* [STATED TASK] Lay out each line of the listing below as a row in a Markdown table with the columns "No." and "Line," numbering the rows in order and omitting blank lines.

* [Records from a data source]

----

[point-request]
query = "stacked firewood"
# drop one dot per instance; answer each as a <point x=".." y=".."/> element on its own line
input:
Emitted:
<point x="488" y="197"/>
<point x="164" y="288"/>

----

* [REPLY]
| No. | Line |
|---|---|
| 1 | [point-request] |
| 2 | query = "stacked firewood" |
| 3 | # drop one dot per instance; answer each as a <point x=".." y=".."/> element on its own line |
| 4 | input: |
| 5 | Emitted: |
| 6 | <point x="488" y="197"/> |
| 7 | <point x="164" y="288"/> |